PROVIDED INFORMATION:
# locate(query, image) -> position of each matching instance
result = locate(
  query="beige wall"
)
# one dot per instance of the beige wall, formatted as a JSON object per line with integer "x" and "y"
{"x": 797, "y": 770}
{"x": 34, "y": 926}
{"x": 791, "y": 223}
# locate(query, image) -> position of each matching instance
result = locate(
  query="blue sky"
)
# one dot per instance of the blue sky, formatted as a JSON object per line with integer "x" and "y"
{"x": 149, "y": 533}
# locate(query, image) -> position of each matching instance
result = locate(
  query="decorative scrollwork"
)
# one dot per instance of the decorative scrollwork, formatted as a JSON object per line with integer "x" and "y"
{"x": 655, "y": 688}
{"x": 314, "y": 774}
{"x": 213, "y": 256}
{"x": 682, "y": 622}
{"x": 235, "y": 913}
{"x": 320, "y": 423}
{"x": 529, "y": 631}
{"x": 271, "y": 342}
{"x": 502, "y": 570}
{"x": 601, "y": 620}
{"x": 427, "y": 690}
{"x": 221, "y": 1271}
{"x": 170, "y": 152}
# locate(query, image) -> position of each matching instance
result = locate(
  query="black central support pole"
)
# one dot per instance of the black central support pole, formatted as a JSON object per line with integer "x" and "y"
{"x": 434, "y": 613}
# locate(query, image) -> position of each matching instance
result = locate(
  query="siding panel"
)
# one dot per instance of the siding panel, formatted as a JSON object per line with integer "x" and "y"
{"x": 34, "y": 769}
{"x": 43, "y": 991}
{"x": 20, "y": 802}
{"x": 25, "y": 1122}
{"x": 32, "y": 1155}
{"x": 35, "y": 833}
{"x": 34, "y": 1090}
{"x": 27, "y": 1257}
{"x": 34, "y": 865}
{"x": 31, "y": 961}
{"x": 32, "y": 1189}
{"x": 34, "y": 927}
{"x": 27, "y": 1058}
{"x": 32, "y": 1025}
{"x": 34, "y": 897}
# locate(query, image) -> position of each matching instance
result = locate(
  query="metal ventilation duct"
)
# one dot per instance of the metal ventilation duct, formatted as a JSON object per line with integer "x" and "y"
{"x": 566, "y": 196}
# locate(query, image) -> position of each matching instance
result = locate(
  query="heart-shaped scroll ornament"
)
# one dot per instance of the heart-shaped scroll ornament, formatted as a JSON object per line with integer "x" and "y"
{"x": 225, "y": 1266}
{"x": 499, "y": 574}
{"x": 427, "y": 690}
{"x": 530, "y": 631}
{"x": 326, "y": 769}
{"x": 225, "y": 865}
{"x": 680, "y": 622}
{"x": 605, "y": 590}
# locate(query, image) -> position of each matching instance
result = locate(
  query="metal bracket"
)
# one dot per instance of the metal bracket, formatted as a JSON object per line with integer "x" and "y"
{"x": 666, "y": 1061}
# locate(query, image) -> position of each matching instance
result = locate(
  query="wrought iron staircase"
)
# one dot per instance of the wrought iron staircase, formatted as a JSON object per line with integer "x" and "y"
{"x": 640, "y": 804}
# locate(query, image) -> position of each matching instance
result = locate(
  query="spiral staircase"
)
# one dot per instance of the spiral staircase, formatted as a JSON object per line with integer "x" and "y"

GOAL:
All the entries above need to be reproduced exactly.

WRITTEN ANSWER:
# locate(query, image) -> position of each matching instance
result = locate(
  query="beige wall"
)
# one dot per instance of the beige wall, formatted as a JSON object per line with integer "x" and "y"
{"x": 797, "y": 770}
{"x": 34, "y": 926}
{"x": 791, "y": 223}
# locate(query, image) -> position of each matching instance
result = locate(
  query="blue sky"
)
# one dot per instance of the blue sky, formatted as a JSON object per line with integer "x" and "y"
{"x": 149, "y": 533}
# locate(query, image) -> position of each matching instance
result = locate(
  query="decorative scrollwork"
)
# one dot per instance of the decorative scrollwork, formatted as a JSON object per line with integer "x" and "y"
{"x": 655, "y": 688}
{"x": 314, "y": 774}
{"x": 213, "y": 256}
{"x": 682, "y": 622}
{"x": 235, "y": 913}
{"x": 320, "y": 423}
{"x": 529, "y": 631}
{"x": 271, "y": 342}
{"x": 502, "y": 570}
{"x": 601, "y": 620}
{"x": 427, "y": 690}
{"x": 221, "y": 1271}
{"x": 170, "y": 152}
# locate(query, image) -> position of each matching instance
result = locate(
  query="black central support pole"
)
# one dot per instance of the black central support pole, formatted as a JSON object per line with integer "x" and "y"
{"x": 434, "y": 613}
# locate(query, image) -> position of each matching instance
result = locate(
  query="siding panel"
)
# one dot per instance of the siding panel, formatted as a JSON object per line with integer "x" and "y"
{"x": 34, "y": 769}
{"x": 43, "y": 991}
{"x": 20, "y": 802}
{"x": 25, "y": 1122}
{"x": 32, "y": 1155}
{"x": 35, "y": 833}
{"x": 34, "y": 1090}
{"x": 27, "y": 1257}
{"x": 34, "y": 865}
{"x": 31, "y": 961}
{"x": 32, "y": 1189}
{"x": 34, "y": 927}
{"x": 27, "y": 1058}
{"x": 32, "y": 1025}
{"x": 34, "y": 897}
# locate(query, image) -> position of each matching instance
result = locate(
  query="metal ventilation duct"
)
# one dot per instance of the metal ventilation duct, formatted as a JSON object per line with integer "x" and "y"
{"x": 566, "y": 196}
# locate(query, image) -> position of each matching instance
result = locate(
  query="heart-shaped scroll ornament"
)
# one dot per instance of the heart-shaped scroll ornament, formatted as a JSON object per line with integer "x" and "y"
{"x": 225, "y": 1266}
{"x": 499, "y": 574}
{"x": 427, "y": 690}
{"x": 530, "y": 631}
{"x": 326, "y": 769}
{"x": 225, "y": 865}
{"x": 680, "y": 622}
{"x": 605, "y": 590}
# locate(query, image) -> position of each matching instance
result = locate(
  query="metal bracket"
)
# one dot per instance of the metal bracket, formatted as a JSON object per line with integer "x" and "y"
{"x": 666, "y": 1061}
# locate(query, image) -> position of each matching instance
result = locate(
  query="wrought iron staircase"
)
# one dot per instance of the wrought iron staircase, formatted as a JSON object per line with integer "x" and "y"
{"x": 640, "y": 804}
# locate(query, image) -> position of each matching instance
result = locate(
  query="spiral staircase"
)
# one dot per instance of the spiral staircase, formatted as a JSON object per line with integer "x" and "y"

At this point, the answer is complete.